**WHAT TO PRODUCE**
Copy out every record precisely.

━━━━━━━━━━━━━━━━━━━━━━━━━━━━━━

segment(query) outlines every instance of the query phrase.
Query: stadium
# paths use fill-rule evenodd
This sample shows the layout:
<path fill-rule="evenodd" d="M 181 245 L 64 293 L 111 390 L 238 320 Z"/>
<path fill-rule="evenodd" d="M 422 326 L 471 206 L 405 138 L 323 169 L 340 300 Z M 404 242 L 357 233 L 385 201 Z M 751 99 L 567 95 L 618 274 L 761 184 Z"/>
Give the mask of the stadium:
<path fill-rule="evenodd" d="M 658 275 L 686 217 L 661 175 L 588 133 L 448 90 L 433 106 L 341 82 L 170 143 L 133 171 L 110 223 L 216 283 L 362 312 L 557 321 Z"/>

━━━━━━━━━━━━━━━━━━━━━━━━━━━━━━

**CORRECT RESPONSE**
segment(query) outlines every instance of the query phrase.
Query: stadium
# paths use fill-rule evenodd
This sample shows the layout:
<path fill-rule="evenodd" d="M 181 245 L 64 293 L 111 390 L 238 320 Z"/>
<path fill-rule="evenodd" d="M 422 326 L 471 206 L 405 138 L 323 169 L 340 300 Z M 404 242 L 357 233 L 385 201 Z M 751 99 L 567 95 L 618 274 L 761 184 Z"/>
Give the mask of the stadium:
<path fill-rule="evenodd" d="M 658 275 L 686 217 L 661 175 L 588 133 L 448 90 L 433 106 L 341 82 L 170 143 L 133 171 L 110 223 L 216 283 L 362 312 L 557 321 Z"/>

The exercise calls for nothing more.